* _Text to read_
..............................
The extension of time is reasonable in the circumstances because
the Respondent is bringing this request within a reasonable time
after the adjudication of its motion to have the Tax Court of
Canada's General Procedure apply to this case and because the
Respondent has always intended to file a Reply in respect of this
matter and to seek an extension of time to do so.
In the
meantime, on May 21, 2002, the Registrar of the Court sent notice
to both parties that the appeal had been scheduled for hearing on
July 25, 2002. The Respondent then filed the second motion that
is before me, which is for an Order adjourning that hearing
sine die.
[7]
With that background, I turn now to consider the two motions that
are before me on their merits.
..............................
* _Information supplied_
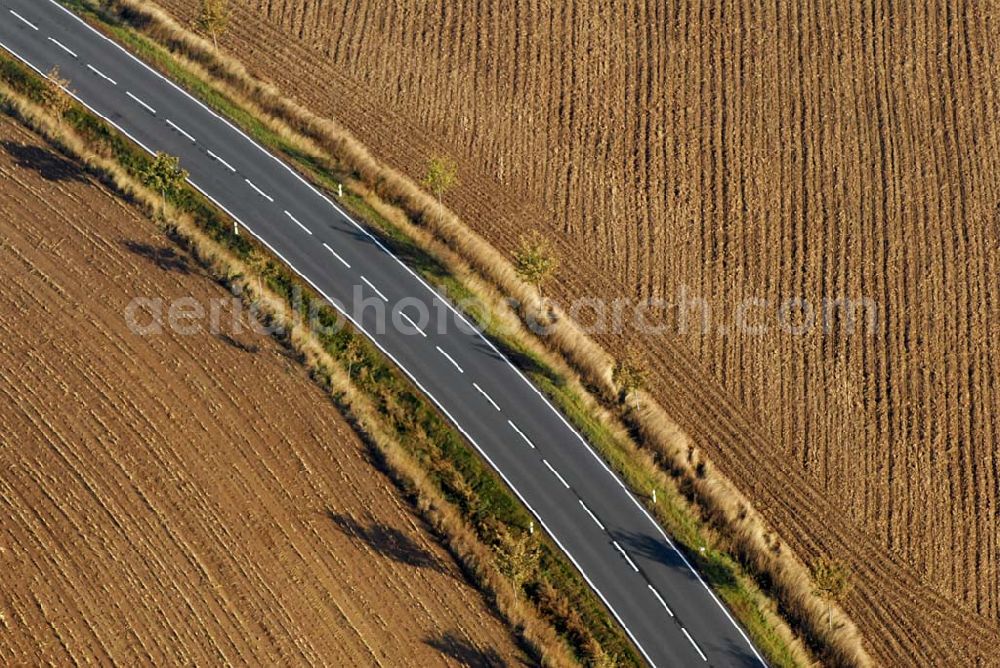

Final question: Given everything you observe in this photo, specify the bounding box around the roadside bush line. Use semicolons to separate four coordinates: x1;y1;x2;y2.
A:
..............................
* _Exercise instructions_
[a] Translate this sentence from the Tax Court excerpt into Spanish: "The Respondent then filed the second motion that is before me, which is for an Order adjourning that hearing sine die."
[b] Write out the part of the Tax Court excerpt that opens with the words containing "The extension of" and closes with "time to do so.".

* _Responses by task_
[a] El Demandado presentó entonces la segunda moción que tengo ante mí, la cual solicita una Orden que aplace dicha audiencia sine die.

[b]
The extension of time is reasonable in the circumstances because
the Respondent is bringing this request within a reasonable time
after the adjudication of its motion to have the Tax Court of
Canada's General Procedure apply to this case and because the
Respondent has always intended to file a Reply in respect of this
matter and to seek an extension of time to do so.